Task details - Copy out the records below, changing each "single pin" to "single marker" and leaving everything else as it stands.
----- Data rows -----
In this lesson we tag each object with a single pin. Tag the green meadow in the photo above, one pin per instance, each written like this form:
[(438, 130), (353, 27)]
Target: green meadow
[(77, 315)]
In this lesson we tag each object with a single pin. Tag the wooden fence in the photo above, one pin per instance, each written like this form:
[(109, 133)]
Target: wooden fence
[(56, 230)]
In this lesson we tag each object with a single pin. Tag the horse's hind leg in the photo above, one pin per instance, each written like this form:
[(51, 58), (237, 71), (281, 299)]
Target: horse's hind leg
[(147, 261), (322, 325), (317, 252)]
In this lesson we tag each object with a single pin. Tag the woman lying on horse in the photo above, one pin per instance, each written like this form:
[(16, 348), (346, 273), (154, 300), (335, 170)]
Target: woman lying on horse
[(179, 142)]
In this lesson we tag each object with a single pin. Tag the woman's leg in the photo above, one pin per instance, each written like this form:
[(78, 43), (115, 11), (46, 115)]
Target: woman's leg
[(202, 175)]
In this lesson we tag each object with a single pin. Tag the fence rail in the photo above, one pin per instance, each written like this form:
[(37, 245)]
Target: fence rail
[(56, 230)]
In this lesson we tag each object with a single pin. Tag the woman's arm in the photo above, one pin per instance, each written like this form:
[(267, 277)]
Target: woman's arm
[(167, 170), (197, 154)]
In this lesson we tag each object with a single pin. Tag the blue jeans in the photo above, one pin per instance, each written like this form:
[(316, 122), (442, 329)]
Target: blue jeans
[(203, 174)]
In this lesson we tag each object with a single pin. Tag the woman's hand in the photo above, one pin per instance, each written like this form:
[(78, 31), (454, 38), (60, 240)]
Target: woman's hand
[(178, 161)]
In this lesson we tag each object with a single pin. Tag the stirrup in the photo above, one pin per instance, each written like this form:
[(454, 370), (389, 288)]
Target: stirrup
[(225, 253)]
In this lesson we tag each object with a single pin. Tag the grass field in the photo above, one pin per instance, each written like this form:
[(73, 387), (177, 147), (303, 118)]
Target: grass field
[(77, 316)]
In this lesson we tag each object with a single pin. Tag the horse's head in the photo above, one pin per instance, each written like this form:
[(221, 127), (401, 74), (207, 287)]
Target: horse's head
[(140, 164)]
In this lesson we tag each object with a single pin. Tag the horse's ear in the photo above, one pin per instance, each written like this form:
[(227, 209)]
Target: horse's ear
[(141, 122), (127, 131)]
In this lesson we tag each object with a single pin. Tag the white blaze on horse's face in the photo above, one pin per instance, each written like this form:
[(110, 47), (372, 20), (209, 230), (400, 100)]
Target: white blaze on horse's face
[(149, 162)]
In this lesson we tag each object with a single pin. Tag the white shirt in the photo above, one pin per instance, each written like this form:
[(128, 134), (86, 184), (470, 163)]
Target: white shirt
-----
Task result -
In this lesson we tag each object with a single marker. Tag the green meadow in the photo above, one pin per instance, each written like this form:
[(438, 130), (353, 27)]
Target: green meadow
[(77, 315)]
In this lesson we tag each object with a single marker. Tag the wooden fence in the photo above, one pin per instance, each written like this form:
[(109, 133)]
Target: wooden fence
[(56, 230)]
In this lesson we tag each object with a single marker. Tag the horse's hind leg in the photo above, one pin per instance, each written like this form:
[(51, 58), (237, 71), (281, 299)]
Target: horse's hind leg
[(147, 261), (322, 325), (317, 252)]
In this lesson we tag each object with a single marker. Tag the woman lying on horse in the photo above, one pin per instance, each written like this form:
[(16, 348), (346, 273), (154, 300), (335, 170)]
Target: woman lying on horse
[(179, 142)]
In this lesson we tag each object with a single marker. Tag the woman's leg in the photo above, one pin per instance, each written like this form:
[(78, 43), (115, 11), (46, 115)]
Target: woman's leg
[(202, 175)]
In this lesson we tag each object with a single marker. Tag the fence rail in the photo above, one pin per instance, each written like this form:
[(37, 245)]
Target: fence rail
[(56, 230)]
In this lesson we tag each object with a single marker. Tag the woman's arm in the photo above, one pin per instance, each written like this form:
[(267, 277)]
Target: woman's arm
[(167, 170), (197, 154)]
In this lesson we tag each object with a single marker. Tag the blue jeans in the photo above, one pin per instance, each written like this form:
[(316, 122), (442, 329)]
Target: blue jeans
[(203, 174)]
In this lesson we tag each object with a single marker. Tag the woman's hand in the photo above, one pin per instance, each written like this form:
[(78, 31), (454, 38), (60, 240)]
Target: woman's hand
[(178, 161)]
In this lesson we tag each object with a single marker. Tag the stirrup in the photo above, one pin per instance, each written like this form:
[(454, 370), (389, 288)]
Target: stirrup
[(225, 253)]
In this lesson we tag each object with a single marker. Tag the grass field in the photo above, one pin per instance, each written like this form:
[(73, 387), (177, 147), (303, 118)]
Target: grass field
[(77, 316)]
In this lesson we tag each object with a single marker. Tag the horse's head in the photo above, one pin per instance, each written like this form:
[(221, 127), (401, 74), (207, 287)]
Target: horse's head
[(140, 164)]
In this lesson we tag each object with a single marker. Tag the horse's ear in the photo above, one pin per instance, each written like this form:
[(227, 209)]
Target: horse's ear
[(141, 122), (127, 131)]
In this lesson we tag each object with a single marker. Tag the white blaze on horse's face in the photo above, one pin per instance, each written like this form:
[(110, 47), (372, 20), (209, 230), (400, 100)]
Target: white blaze on horse's face
[(149, 162)]
In this lesson we tag each object with a single marker. Tag the white shirt in the photo above, one pin per instance, each written like this form:
[(128, 134), (86, 184), (470, 163)]
Target: white shirt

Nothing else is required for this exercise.